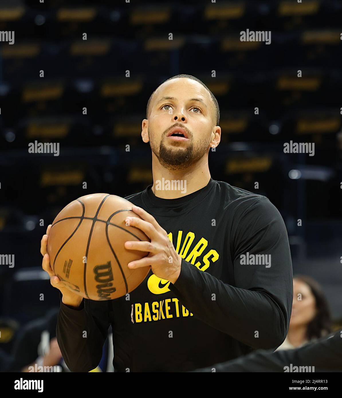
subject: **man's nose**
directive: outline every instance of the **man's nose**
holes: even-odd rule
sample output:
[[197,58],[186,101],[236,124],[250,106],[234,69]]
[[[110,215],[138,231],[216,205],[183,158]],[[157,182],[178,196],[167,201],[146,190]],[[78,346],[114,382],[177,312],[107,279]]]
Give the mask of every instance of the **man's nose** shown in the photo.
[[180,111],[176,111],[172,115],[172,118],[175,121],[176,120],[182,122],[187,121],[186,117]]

* * *

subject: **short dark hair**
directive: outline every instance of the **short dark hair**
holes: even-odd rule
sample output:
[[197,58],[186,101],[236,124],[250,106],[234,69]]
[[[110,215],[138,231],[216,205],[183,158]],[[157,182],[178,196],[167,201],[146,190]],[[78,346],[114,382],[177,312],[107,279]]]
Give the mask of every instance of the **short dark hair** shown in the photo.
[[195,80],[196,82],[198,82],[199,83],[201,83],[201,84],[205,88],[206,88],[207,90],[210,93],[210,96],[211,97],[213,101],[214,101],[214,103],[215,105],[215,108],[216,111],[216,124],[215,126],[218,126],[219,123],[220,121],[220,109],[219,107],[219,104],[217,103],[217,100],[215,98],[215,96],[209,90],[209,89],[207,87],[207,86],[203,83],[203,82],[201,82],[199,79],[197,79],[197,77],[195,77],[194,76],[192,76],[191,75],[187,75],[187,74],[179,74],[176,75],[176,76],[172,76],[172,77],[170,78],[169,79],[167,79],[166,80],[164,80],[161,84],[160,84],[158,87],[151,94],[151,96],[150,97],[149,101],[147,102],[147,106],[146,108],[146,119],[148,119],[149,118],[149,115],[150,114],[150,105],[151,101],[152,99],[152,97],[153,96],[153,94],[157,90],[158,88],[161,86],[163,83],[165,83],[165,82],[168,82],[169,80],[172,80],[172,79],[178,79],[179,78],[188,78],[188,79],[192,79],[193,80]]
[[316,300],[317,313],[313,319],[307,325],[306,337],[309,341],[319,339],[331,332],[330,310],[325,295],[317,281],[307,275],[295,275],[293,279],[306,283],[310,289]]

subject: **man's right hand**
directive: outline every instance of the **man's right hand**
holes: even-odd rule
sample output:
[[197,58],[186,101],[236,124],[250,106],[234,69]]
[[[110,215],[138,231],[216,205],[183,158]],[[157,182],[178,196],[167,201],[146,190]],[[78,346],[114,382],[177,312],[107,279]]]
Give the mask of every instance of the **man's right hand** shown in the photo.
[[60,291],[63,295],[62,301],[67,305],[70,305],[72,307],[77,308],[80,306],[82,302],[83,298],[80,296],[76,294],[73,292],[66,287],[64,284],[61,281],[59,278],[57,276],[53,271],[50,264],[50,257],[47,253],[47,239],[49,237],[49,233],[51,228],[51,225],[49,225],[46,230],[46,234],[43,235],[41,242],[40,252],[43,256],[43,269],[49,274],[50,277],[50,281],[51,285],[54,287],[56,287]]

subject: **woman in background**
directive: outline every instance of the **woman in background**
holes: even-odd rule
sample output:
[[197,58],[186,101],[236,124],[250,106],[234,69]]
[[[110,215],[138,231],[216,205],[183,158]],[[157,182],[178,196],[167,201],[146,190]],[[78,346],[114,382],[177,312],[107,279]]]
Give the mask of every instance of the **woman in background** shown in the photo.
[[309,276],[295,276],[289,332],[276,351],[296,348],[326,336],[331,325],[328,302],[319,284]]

_The exercise_. Reproduce the listing above without any change, beginning with the line that contains "subject: **short dark hair**" and continuing through the line that contains "Give the mask of every instance of the **short", with both of those lines included.

_Finished task_.
subject: **short dark hair**
directive: outline every instance of the **short dark hair**
holes: even-odd rule
sample output:
[[197,58],[186,101],[236,124],[250,106],[234,69]]
[[[110,215],[138,231],[216,205],[183,158]],[[157,182],[178,196],[167,201],[146,190]],[[78,346],[114,382],[177,312],[107,279]]]
Give the mask of every instance of the **short dark hair** shown in the photo.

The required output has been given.